Segment Start: Selected passage

What A Licensee Should Expect
Regardless of the type, with prior notice or without, one should expect to receive a copy of the Petition for Interim Order of Suspension, Memorandum of Points and Authorities, and the Exhibits in Support of the Petition for Interim Order of Suspension. These documents are critical and should be reviewed carefully by the licensee and his/her attorney. At the hearing, no witnesses will be presented. An Administrative Law Judge will preside and there will be a court reporter. The Deputy Attorney General who filed the paperwork will be present and will present an argument. The licensee and his or her attorney should also be present.
Within five (5) business days of the hearing, the Administrative Law Judge who heard the petition must issue a decision. If any restriction is imposed on the licensee, an Accusation must be filed within 15 days and the hearing on the Accusation must be held within 30 days after a Notice of Defense is received by the BBS or its representative. The Accusation and Notice of Defense are discussed below.
What A Licensee Can Do
When a licensee receives notice of Interim Order of Suspension proceedings, there are some steps the licensee can take to preserve their rights. The most obvious is obtaining an attorney, either through the licensee’s malpractice insurance provider or other means. The licensee or the licensee’s representative can ask the Deputy Attorney General or the Office of Administrative Hearings to postpone the proceedings so that a proper defense can be prepared. Such a defense may include the filing of a declaration by the licensee or even the filing of a declaration from a hired expert witness if time permits. Additionally, if it appears that the Board’s case is strong and it is likely the licensee is going to be suspended, it is certainly worth arguing to the Administrative Law Judge that a lesser restriction than an outright suspension is warranted. For example, if the allegation is sexual misconduct with female patients, the licensee may argue that he/she should be prohibited from seeing female clients/patients until a decision is issued following the formal hearing on the Accusation.
Penal Code Section 23
In the event that you are charged with a criminal offense or offenses, and the Executive Officer or the Executive Staff deem such charges serious enough, they may refer your case directly to the Attorney General’s Office for the filing of Penal Code section 23 paperwork.

Segment End: Selected passage

Tasks for this exercise
a – Decide whether each statement agrees with the passage on Interim Order of Suspension proceedings, answering yes or no and quoting the deciding words: (i) Witnesses are presented at the hearing. (ii) The Administrative Law Judge must issue a decision within five business days of the hearing. (iii) If a restriction is imposed, an Accusation must be filed within 30 days.
b – According to the passage on Interim Order of Suspension proceedings, who presents an argument at the hearing?
c – Proceed with the passage on Interim Order of Suspension proceedings, picking up after its final sentence.
The material has no connection to the passage on Interim Order of Suspension proceedings.

Segment Start: Source data

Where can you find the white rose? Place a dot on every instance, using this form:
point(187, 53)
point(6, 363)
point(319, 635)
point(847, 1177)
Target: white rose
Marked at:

Segment End: Source data

Your written answers
a –
(i) No: "At the hearing, no witnesses will be presented."
(ii) Yes: "Within five (5) business days of the hearing, the Administrative Law Judge who heard the petition must issue a decision."
(iii) No: "If any restriction is imposed on the licensee, an Accusation must be filed within 15 days"

b – The Deputy Attorney General who filed the paperwork.

c –
California Penal Code section 23 is rarely cited in the literature, but is used by the different agencies that make up the California Department of Consumer Affairs, including the Board of Behavioral Sciences. Often times, practitioners learn of Penal Code section 23 when it is too late.6
Penal Code section 23, provides in pertinent part:
“In any criminal proceeding against a person who has been issued a license to engage in a business or profession by a state agency pursuant to the Business and Professions Code or the Education Code, or the Chiropractic Initiative Act, the state agency which issued the license may voluntarily appear to furnish pertinent information, make recommendations regarding specific conditions of probation, or provide any other assistance necessary to promote the interests of justice and protect the interests of the public, or may be ordered by the court to do so, if the crime charged is substantially related to the qualifications, functions, or duties of a licensee.”
CAMFT’s position is that the Board is using Penal Code section 23 as an end around the procedures for obtaining an interim order of suspension. When acting pursuant to Penal Code section 23, the Board has a much easier time suspending licensees than if it acted pursuant to the statutes governing interim orders of suspensions.7
When faced with a criminal charge or charges, and the possibility of a Penal Code section 23 suspension, licensees should be aware of the 2005 case, Gray v. Superior Court (2005) 125 Cal.App.4th 629. In Gray, the Court made it clear that the Board, without notice, evidence or an adequate opportunity to litigate the issues, cannot seek an immediate and indefinite suspension of a licensee simply because criminal charges have been filed. (Id. at p. 640)
Prior to Gray, representatives of the Board, specifically, a Deputy Attorney General, would appear in a bail hearing, unannounced, with a motion in hand, and ask the superior court judge to suspend a licensee facing criminal charges. This is what the Medical Board sought to do in the Gray case. The Court specifically stated: “The statute does not authorize a licensing agency to recommend bail conditions expressly, nor does it authorize a trial court to suspend a professional license upon recommendation of a state licensing agency.” (Gray v. Superior Court, supra, 125 Cal.App.4th 643.) According to the Gray Court, at a minimum, the Board must present some showing that the licensee is an imminent danger to the public in order to impose a suspension order.
Despite the Gray decision and its importance, the BBS and other Boards continue to act as if Gray never took place. In typical Penal Code section 23 paperwork, the only mention of the Gray decision by the Attorney General’s Office is that the court stressed the need for the restriction placed on the license to be reasonable and to comport with due process.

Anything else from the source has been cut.